### Input rows
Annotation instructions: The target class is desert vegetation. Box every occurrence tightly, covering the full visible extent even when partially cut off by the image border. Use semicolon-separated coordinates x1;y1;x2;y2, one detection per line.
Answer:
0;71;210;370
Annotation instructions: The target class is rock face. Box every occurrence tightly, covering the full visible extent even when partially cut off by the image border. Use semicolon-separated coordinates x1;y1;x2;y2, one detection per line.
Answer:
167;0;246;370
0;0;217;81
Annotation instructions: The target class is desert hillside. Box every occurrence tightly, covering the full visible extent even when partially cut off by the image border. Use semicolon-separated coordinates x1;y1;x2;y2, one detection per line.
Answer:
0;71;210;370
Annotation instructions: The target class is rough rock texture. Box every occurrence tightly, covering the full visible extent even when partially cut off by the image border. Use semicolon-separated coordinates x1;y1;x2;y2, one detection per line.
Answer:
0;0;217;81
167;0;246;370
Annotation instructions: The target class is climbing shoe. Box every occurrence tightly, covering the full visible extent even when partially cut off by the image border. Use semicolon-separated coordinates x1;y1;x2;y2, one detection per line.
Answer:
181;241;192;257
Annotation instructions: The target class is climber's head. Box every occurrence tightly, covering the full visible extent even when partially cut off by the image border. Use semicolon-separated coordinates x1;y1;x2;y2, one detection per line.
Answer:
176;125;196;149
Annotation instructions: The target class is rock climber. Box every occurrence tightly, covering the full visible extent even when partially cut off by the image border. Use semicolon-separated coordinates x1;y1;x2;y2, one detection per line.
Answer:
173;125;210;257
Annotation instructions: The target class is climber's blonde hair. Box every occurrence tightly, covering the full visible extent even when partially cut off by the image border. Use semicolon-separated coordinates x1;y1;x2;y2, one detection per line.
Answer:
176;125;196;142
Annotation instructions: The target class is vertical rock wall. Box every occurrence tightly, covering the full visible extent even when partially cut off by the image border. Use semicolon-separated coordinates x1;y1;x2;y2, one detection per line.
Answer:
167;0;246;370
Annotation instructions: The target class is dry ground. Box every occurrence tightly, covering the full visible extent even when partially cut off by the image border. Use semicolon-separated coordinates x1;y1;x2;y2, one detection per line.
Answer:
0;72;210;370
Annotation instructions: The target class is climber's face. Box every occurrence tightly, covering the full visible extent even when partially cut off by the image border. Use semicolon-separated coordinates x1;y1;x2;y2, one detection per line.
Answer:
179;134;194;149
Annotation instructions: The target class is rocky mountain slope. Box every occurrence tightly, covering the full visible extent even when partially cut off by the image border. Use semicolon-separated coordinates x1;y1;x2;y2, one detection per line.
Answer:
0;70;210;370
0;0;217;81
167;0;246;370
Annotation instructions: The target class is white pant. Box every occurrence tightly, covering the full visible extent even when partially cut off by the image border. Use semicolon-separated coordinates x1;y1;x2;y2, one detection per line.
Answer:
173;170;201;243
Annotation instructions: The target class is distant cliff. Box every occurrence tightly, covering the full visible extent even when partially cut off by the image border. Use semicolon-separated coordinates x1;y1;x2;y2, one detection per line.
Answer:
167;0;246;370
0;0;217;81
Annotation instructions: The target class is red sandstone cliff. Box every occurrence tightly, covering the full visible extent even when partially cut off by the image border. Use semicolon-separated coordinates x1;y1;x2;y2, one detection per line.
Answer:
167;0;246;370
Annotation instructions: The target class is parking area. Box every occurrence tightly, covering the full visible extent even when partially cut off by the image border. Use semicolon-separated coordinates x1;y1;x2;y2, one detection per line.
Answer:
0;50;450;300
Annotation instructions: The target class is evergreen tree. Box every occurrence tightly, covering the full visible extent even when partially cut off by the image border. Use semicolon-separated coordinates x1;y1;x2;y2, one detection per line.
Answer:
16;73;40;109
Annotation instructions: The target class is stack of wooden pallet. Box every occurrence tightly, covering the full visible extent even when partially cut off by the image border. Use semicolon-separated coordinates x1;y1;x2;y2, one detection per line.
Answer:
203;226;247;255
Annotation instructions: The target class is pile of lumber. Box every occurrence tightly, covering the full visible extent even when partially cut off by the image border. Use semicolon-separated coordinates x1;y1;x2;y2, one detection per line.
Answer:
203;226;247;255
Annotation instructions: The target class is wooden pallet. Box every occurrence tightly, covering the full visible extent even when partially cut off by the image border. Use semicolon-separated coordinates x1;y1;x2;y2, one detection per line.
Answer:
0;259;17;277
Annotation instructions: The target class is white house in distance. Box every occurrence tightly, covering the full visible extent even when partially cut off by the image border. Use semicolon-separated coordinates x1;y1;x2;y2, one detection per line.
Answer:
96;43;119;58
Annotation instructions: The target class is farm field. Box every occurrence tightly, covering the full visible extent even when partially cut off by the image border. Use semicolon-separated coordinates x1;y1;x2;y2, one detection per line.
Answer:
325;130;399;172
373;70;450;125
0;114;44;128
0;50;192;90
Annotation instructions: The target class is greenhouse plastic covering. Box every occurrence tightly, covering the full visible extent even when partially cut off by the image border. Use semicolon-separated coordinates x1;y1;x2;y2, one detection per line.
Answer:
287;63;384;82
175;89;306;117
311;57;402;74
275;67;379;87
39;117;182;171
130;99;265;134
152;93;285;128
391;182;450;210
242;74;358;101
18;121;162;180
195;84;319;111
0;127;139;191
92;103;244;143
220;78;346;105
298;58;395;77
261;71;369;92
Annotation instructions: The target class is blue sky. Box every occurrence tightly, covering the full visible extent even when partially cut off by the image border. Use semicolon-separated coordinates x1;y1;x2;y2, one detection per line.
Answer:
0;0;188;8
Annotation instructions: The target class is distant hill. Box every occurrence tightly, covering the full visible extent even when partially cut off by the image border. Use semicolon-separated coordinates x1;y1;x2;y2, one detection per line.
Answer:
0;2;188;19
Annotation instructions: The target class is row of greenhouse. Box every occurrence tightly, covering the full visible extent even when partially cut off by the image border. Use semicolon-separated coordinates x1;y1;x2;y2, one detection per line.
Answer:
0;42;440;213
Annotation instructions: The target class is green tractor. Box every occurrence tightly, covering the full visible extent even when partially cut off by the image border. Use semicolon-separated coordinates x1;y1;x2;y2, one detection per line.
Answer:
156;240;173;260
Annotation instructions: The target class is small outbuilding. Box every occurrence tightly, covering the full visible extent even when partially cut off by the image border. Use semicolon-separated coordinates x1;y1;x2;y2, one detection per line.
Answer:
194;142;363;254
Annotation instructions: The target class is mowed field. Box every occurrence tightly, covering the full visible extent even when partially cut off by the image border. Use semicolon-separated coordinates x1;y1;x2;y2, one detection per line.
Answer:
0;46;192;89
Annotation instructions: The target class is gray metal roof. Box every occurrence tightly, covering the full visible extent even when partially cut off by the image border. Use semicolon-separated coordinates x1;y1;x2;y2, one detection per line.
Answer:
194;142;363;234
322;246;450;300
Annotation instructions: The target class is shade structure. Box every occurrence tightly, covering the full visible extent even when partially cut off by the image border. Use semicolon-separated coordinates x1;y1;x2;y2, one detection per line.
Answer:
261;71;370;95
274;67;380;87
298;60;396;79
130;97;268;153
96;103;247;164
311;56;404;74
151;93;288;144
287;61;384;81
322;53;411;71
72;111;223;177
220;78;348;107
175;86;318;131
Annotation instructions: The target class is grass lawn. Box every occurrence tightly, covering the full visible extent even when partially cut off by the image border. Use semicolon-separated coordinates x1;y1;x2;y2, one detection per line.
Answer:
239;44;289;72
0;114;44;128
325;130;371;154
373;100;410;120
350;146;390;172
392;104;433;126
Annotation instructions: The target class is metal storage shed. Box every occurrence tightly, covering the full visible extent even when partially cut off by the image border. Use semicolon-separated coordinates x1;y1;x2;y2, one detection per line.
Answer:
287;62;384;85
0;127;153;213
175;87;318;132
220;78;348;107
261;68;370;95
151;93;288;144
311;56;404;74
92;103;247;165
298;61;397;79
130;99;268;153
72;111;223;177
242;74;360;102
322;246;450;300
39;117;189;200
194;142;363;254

### Written instruction
Rewrite everything from the line containing "Annotation instructions: The target class is wooden" down through the line containing "261;71;369;92", both included, as a Markdown table with the columns Row and Line. Number each line in the Row column and leave out any blank lines.

### Solution below
| Row | Line |
|---|---|
| 1 | Annotation instructions: The target class is wooden pallet. Box every occurrence tightly, covering the full visible extent even when partially cut off by the image border. Use semicolon-separated coordinates x1;y1;x2;y2, one detection per line. |
| 2 | Answer: |
| 3 | 0;259;17;277 |
| 4 | Annotation instructions: The target class is white house in distance. Box every occurrence tightly, covering the full visible extent even when partially cut off by the image border. Use semicolon-separated coordinates x1;y1;x2;y2, one detection per line. |
| 5 | Answer: |
| 6 | 96;43;119;58 |
| 7 | Annotation instructions: The target class is farm field. Box every occurrence tightly, covering the full visible extent even when partially cut off by the image border. Use semicolon-separated coordinates x1;y1;x2;y2, one detection per line. |
| 8 | Answer: |
| 9 | 325;130;399;172 |
| 10 | 373;70;450;125 |
| 11 | 0;114;44;128 |
| 12 | 0;50;192;90 |
| 13 | Annotation instructions: The target class is greenhouse plastic covering. Box every occurrence tightly, covering the full visible extent even when partially cut off by the image border. Use semicolon-separated coordinates x1;y1;x2;y2, one detection per line. |
| 14 | Answer: |
| 15 | 287;63;384;82 |
| 16 | 175;89;306;117 |
| 17 | 311;57;402;74 |
| 18 | 275;67;379;87 |
| 19 | 39;117;182;171 |
| 20 | 130;99;265;134 |
| 21 | 152;93;285;128 |
| 22 | 391;182;450;210 |
| 23 | 242;74;358;101 |
| 24 | 18;121;162;180 |
| 25 | 195;84;319;111 |
| 26 | 0;127;139;191 |
| 27 | 92;103;244;143 |
| 28 | 220;78;346;105 |
| 29 | 298;58;395;77 |
| 30 | 261;71;369;92 |